§ **TASK BRIEF**
Update the records from the line containing "of the curtain" through the end of the records, changing "entertainment center" to "media console" and leaving everything else unchanged.

§ **RECORDS FOR THIS TASK**
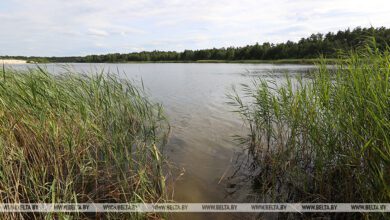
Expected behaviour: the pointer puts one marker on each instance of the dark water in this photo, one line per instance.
(194, 97)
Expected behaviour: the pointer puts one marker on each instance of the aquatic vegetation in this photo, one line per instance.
(76, 138)
(321, 138)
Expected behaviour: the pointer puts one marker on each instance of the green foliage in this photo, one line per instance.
(78, 138)
(327, 45)
(325, 137)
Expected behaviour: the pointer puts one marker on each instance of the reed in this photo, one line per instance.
(75, 138)
(324, 137)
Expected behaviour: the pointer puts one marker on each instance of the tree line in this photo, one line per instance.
(327, 45)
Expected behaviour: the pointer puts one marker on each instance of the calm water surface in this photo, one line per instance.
(194, 98)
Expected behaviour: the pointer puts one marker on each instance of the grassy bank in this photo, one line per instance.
(77, 138)
(325, 138)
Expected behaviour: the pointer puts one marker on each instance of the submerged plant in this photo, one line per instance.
(76, 138)
(322, 138)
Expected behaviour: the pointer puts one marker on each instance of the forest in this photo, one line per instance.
(326, 45)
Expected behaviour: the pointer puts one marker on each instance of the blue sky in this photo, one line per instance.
(81, 27)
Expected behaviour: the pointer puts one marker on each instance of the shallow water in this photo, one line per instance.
(194, 98)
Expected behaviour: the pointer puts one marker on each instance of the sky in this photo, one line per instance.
(82, 27)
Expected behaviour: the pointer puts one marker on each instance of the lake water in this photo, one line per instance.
(194, 97)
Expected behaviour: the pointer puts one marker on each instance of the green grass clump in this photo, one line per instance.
(322, 138)
(74, 138)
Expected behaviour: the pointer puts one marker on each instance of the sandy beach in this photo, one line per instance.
(10, 61)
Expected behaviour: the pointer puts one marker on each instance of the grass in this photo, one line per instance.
(322, 138)
(78, 138)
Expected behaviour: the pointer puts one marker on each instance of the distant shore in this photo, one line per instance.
(12, 61)
(281, 61)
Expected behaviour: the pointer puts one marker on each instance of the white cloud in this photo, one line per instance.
(57, 27)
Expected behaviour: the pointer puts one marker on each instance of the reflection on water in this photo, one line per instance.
(194, 97)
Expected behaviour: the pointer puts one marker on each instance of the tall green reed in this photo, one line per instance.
(78, 138)
(324, 137)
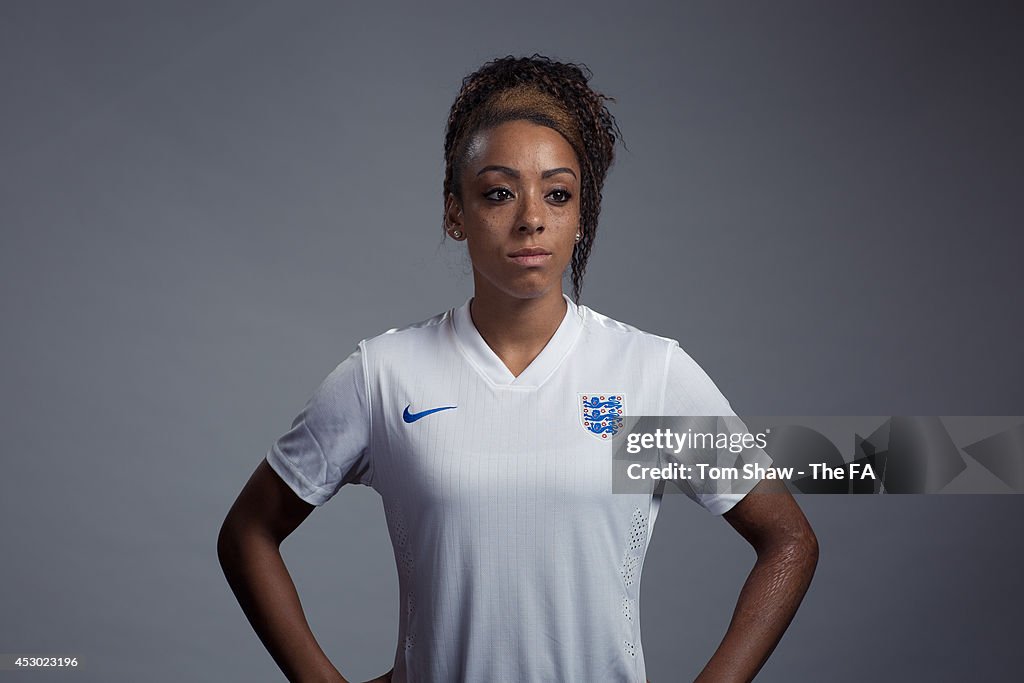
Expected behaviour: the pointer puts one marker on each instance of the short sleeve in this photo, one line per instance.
(328, 444)
(690, 392)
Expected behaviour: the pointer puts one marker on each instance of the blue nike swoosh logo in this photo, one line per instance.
(413, 417)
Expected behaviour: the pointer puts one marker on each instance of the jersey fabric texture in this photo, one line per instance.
(515, 560)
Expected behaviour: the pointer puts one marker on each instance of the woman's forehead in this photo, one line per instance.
(519, 142)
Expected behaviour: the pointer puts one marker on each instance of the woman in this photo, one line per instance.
(516, 562)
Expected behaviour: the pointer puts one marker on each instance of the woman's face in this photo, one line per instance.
(520, 209)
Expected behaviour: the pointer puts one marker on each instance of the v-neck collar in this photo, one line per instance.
(492, 367)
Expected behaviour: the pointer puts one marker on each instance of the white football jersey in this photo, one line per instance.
(516, 562)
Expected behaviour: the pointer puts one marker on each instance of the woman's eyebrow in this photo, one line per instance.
(515, 174)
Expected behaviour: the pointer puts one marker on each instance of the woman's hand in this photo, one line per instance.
(383, 678)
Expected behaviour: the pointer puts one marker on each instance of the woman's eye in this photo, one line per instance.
(497, 190)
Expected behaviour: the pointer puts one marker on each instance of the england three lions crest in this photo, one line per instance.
(601, 414)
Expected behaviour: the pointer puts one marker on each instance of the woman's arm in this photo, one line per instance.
(787, 553)
(249, 549)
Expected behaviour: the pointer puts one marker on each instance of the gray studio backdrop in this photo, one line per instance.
(206, 205)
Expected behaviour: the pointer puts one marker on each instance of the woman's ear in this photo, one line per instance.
(453, 218)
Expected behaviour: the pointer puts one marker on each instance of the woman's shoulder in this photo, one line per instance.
(605, 325)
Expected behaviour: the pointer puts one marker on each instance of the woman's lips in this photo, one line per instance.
(531, 259)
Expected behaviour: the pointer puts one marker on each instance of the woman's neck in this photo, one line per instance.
(516, 330)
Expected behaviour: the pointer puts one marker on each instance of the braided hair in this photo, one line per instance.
(546, 92)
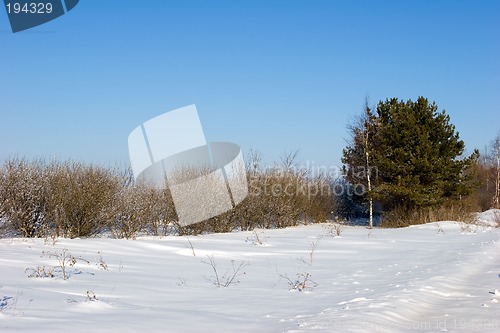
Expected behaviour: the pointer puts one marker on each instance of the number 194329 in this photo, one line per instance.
(29, 8)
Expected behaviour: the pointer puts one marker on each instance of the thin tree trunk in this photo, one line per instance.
(368, 179)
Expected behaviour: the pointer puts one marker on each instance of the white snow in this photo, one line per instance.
(429, 278)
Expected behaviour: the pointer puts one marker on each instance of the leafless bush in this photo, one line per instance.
(497, 218)
(23, 197)
(78, 196)
(139, 208)
(90, 296)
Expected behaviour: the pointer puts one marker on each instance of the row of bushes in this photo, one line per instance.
(70, 199)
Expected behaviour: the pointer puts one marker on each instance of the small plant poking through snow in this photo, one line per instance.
(65, 261)
(227, 278)
(257, 238)
(91, 297)
(191, 247)
(302, 282)
(101, 264)
(333, 229)
(496, 218)
(40, 272)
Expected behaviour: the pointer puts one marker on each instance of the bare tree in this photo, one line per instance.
(496, 156)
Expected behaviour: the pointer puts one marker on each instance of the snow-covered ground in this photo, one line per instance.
(429, 278)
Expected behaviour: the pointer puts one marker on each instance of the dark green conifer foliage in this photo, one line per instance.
(416, 152)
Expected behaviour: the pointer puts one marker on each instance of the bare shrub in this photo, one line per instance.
(23, 197)
(497, 218)
(78, 196)
(139, 208)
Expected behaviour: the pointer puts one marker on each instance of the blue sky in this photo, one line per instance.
(274, 76)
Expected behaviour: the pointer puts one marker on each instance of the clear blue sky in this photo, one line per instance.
(270, 75)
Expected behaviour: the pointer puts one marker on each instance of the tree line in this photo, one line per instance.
(404, 165)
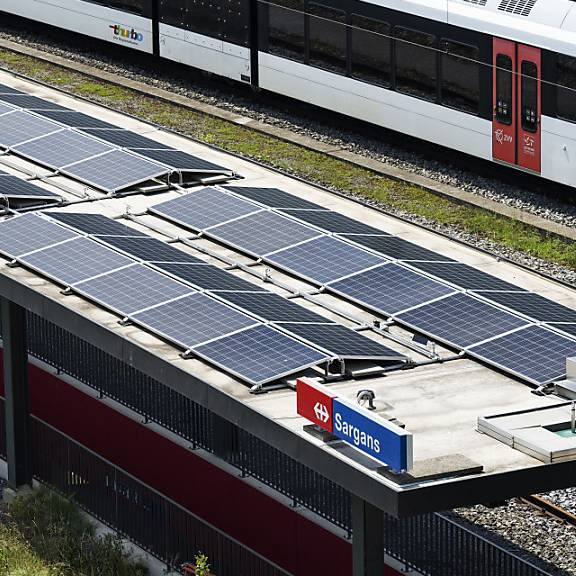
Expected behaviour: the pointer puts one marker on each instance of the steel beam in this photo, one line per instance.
(367, 539)
(17, 394)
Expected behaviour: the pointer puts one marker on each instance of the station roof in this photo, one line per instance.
(439, 399)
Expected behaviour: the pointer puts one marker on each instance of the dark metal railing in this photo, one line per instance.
(433, 544)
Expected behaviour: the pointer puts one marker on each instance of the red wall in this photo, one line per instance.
(259, 521)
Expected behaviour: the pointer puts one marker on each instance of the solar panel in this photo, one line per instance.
(333, 222)
(274, 198)
(96, 224)
(16, 187)
(193, 319)
(115, 170)
(533, 353)
(534, 306)
(19, 127)
(465, 276)
(460, 320)
(207, 277)
(131, 289)
(204, 208)
(61, 148)
(125, 138)
(75, 260)
(260, 354)
(262, 233)
(343, 342)
(30, 102)
(390, 288)
(181, 161)
(29, 232)
(567, 328)
(272, 307)
(397, 248)
(149, 249)
(75, 119)
(324, 259)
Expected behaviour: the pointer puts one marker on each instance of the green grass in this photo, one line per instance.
(314, 166)
(42, 534)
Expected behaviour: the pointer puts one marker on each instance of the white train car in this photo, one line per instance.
(495, 79)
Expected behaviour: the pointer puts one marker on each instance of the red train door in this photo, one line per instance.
(516, 104)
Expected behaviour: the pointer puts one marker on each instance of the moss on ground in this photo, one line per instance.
(42, 534)
(310, 165)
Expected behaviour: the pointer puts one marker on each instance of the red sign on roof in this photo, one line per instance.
(314, 402)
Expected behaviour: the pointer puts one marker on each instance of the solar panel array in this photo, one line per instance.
(449, 301)
(95, 152)
(156, 285)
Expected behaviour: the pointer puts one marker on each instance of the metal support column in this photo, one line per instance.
(17, 404)
(367, 539)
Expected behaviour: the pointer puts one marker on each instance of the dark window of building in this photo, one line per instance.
(415, 63)
(566, 95)
(460, 76)
(370, 50)
(529, 96)
(286, 29)
(504, 89)
(327, 38)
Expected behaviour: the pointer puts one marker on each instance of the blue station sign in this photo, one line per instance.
(371, 434)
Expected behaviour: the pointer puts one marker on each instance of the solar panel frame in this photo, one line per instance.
(258, 344)
(115, 290)
(126, 139)
(406, 288)
(395, 247)
(192, 320)
(75, 119)
(273, 198)
(61, 149)
(181, 161)
(75, 260)
(98, 171)
(20, 126)
(272, 307)
(262, 233)
(314, 260)
(94, 224)
(148, 249)
(12, 186)
(528, 367)
(333, 222)
(533, 306)
(460, 320)
(343, 342)
(204, 208)
(29, 232)
(208, 277)
(468, 278)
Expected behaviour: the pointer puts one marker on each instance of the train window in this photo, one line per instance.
(327, 35)
(566, 92)
(415, 63)
(460, 76)
(370, 50)
(286, 29)
(529, 96)
(504, 89)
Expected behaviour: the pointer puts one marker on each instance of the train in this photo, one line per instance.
(495, 79)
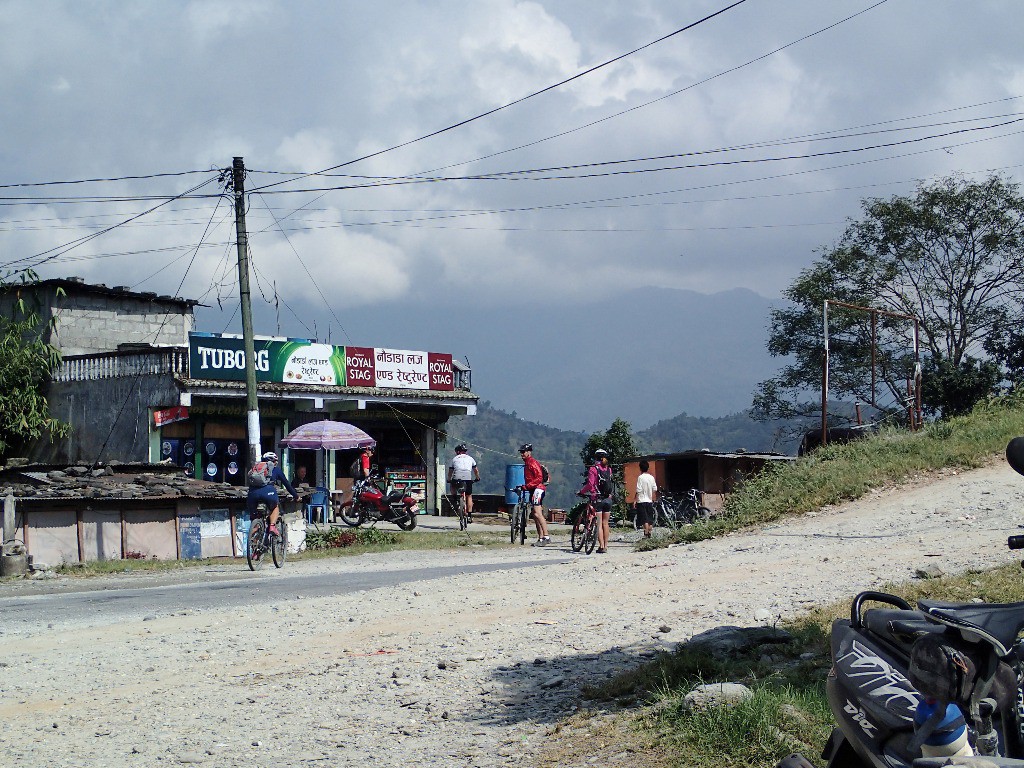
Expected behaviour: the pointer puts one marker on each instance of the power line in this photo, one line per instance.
(666, 96)
(518, 100)
(511, 175)
(49, 254)
(112, 178)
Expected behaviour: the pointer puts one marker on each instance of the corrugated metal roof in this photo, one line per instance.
(716, 454)
(291, 390)
(70, 484)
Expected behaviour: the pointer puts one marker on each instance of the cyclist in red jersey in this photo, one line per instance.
(534, 480)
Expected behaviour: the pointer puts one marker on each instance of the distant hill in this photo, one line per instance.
(495, 436)
(726, 433)
(646, 353)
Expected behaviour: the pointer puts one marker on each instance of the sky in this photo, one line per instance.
(770, 122)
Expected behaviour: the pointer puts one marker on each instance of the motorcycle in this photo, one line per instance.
(372, 503)
(927, 686)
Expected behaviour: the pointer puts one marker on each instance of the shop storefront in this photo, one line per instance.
(194, 403)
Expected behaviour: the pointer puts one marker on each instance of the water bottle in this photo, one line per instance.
(949, 737)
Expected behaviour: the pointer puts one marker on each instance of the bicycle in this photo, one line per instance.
(519, 515)
(460, 508)
(260, 540)
(585, 529)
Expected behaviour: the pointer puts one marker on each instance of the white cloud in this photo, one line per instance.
(210, 19)
(306, 151)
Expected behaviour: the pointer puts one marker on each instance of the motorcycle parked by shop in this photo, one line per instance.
(372, 503)
(928, 685)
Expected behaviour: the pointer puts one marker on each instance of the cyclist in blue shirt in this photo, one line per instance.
(268, 493)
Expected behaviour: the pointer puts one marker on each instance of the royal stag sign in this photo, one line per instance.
(304, 363)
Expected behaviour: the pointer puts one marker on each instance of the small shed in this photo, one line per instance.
(76, 514)
(717, 474)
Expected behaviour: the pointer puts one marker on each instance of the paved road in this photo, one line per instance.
(221, 587)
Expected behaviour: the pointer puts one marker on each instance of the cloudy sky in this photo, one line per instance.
(767, 127)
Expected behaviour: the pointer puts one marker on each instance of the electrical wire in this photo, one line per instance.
(518, 100)
(49, 255)
(93, 180)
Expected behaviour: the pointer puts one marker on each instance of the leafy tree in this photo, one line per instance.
(952, 390)
(27, 361)
(951, 256)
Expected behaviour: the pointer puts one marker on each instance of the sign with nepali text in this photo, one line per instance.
(304, 363)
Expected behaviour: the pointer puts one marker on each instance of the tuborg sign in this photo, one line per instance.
(304, 363)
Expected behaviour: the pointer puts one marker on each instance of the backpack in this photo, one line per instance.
(259, 475)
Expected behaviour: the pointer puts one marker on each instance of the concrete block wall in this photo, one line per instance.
(88, 324)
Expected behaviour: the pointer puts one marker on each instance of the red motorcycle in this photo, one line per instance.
(371, 503)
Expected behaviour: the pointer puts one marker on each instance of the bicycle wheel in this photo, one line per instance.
(590, 536)
(254, 545)
(579, 530)
(350, 514)
(279, 545)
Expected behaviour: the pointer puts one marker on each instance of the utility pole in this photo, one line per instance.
(242, 238)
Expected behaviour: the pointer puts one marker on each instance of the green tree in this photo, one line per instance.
(950, 255)
(953, 390)
(27, 361)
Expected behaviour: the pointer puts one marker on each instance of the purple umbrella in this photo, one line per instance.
(330, 435)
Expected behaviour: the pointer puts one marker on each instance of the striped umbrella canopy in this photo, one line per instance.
(330, 435)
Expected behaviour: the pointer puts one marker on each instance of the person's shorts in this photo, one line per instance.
(645, 513)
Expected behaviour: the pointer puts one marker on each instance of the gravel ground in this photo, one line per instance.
(470, 671)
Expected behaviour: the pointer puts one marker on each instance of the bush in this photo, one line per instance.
(341, 538)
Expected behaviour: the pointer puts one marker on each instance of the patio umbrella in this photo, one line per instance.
(330, 435)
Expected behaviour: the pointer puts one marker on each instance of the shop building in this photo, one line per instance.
(138, 384)
(715, 474)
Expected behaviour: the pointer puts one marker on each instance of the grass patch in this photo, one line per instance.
(844, 472)
(788, 711)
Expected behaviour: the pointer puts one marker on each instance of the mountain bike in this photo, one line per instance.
(519, 515)
(585, 529)
(261, 541)
(460, 506)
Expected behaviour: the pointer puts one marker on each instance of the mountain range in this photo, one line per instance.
(642, 355)
(495, 435)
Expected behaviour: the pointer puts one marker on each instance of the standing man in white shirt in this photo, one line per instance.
(462, 473)
(646, 491)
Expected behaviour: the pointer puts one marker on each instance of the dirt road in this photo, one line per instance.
(466, 671)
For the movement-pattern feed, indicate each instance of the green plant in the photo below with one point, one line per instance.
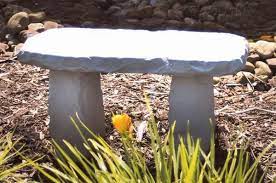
(8, 156)
(183, 162)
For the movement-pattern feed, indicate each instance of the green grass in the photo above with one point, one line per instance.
(10, 163)
(183, 162)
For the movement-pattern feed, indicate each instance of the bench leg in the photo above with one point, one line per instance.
(192, 98)
(71, 92)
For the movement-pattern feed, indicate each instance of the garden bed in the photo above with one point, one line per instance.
(242, 115)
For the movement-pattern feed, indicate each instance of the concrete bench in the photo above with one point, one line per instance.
(76, 57)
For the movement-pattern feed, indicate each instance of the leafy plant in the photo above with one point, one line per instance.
(183, 162)
(8, 156)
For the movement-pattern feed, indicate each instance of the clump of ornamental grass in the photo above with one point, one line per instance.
(10, 167)
(183, 162)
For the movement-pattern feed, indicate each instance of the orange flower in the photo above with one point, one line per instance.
(122, 122)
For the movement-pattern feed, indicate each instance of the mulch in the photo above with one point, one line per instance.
(243, 116)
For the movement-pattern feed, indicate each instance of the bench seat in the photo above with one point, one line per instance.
(76, 56)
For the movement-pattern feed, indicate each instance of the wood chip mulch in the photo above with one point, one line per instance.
(242, 116)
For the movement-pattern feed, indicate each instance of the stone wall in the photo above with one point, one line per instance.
(238, 16)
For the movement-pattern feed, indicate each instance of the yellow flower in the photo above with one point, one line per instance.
(122, 123)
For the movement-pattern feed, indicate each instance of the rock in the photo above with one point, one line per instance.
(265, 49)
(25, 34)
(216, 80)
(18, 22)
(175, 14)
(159, 13)
(202, 2)
(174, 24)
(145, 12)
(191, 10)
(11, 40)
(164, 5)
(113, 9)
(252, 47)
(213, 26)
(223, 6)
(253, 58)
(12, 9)
(50, 25)
(204, 16)
(17, 48)
(152, 22)
(264, 78)
(177, 6)
(262, 69)
(272, 81)
(190, 22)
(38, 27)
(3, 47)
(241, 77)
(267, 37)
(249, 67)
(88, 24)
(271, 63)
(37, 17)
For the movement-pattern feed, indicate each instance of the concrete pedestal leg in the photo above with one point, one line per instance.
(192, 98)
(71, 92)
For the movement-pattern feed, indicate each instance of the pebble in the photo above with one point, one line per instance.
(216, 80)
(202, 2)
(3, 47)
(265, 49)
(50, 25)
(18, 22)
(262, 69)
(39, 27)
(249, 67)
(25, 34)
(253, 58)
(241, 77)
(159, 13)
(271, 63)
(17, 48)
(175, 14)
(37, 17)
(264, 78)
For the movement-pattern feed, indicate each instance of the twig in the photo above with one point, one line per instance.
(247, 110)
(252, 87)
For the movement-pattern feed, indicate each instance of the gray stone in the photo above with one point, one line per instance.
(76, 56)
(166, 52)
(265, 49)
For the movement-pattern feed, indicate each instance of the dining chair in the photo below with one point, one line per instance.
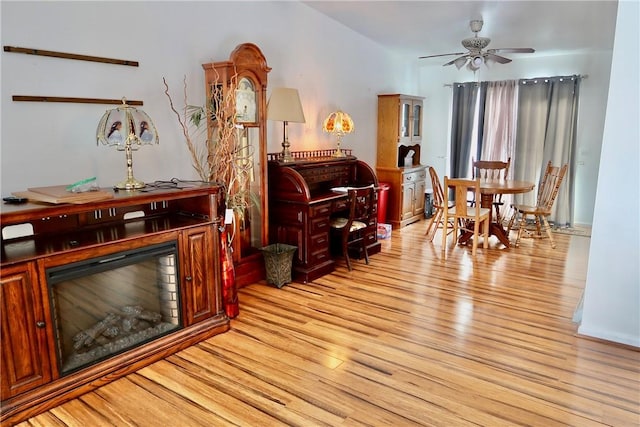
(437, 217)
(492, 169)
(464, 216)
(351, 228)
(547, 192)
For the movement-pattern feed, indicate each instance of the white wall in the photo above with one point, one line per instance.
(50, 144)
(593, 96)
(611, 308)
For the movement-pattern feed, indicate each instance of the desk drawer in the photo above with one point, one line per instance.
(414, 176)
(320, 210)
(319, 241)
(318, 225)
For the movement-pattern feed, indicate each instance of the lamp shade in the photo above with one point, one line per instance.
(126, 128)
(338, 122)
(126, 125)
(284, 105)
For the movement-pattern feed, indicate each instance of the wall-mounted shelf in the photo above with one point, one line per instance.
(76, 100)
(32, 51)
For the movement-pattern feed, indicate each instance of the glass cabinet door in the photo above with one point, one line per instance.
(405, 119)
(416, 120)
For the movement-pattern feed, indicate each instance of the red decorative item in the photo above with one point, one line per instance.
(229, 291)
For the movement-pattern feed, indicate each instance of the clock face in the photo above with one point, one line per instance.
(246, 101)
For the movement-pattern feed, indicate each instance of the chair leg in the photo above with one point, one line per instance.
(476, 235)
(364, 249)
(511, 221)
(445, 223)
(485, 243)
(433, 225)
(549, 233)
(345, 250)
(523, 222)
(436, 219)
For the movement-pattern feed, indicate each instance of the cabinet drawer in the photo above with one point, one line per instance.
(319, 224)
(414, 176)
(340, 205)
(289, 216)
(319, 255)
(320, 210)
(319, 241)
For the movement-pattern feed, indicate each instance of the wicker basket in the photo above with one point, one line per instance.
(278, 259)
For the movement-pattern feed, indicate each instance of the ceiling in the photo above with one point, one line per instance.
(419, 28)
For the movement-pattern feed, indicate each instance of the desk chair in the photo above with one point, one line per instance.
(462, 214)
(351, 229)
(438, 206)
(492, 169)
(547, 192)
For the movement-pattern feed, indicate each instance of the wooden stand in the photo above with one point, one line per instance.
(31, 379)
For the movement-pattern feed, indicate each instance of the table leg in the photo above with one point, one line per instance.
(495, 229)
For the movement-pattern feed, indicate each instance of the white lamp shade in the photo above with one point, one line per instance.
(284, 105)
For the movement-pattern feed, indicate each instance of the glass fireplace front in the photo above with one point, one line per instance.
(106, 305)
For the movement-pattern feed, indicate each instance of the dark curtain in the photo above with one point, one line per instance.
(547, 126)
(482, 101)
(462, 126)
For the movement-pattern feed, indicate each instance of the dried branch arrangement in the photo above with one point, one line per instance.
(212, 148)
(218, 154)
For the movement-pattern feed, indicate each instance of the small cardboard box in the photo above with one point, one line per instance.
(384, 231)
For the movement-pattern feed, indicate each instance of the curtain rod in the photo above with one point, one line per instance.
(582, 76)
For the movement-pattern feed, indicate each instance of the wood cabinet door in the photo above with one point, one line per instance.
(25, 355)
(198, 275)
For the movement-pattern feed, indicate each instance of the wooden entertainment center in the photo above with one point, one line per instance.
(93, 235)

§ **WRITTEN SOLUTION**
For the movement-pattern feed, indicate each instance of the curtain rod in the photo above with one point, one line per instance.
(582, 76)
For the movement-pattern feed, indicate each instance of the wood cabinet door in the photo above with one point, one line per instance.
(25, 355)
(198, 275)
For the movement-pattern feed, indicate each instance of the wooden media console in the photo above with one point, one line per instance.
(93, 235)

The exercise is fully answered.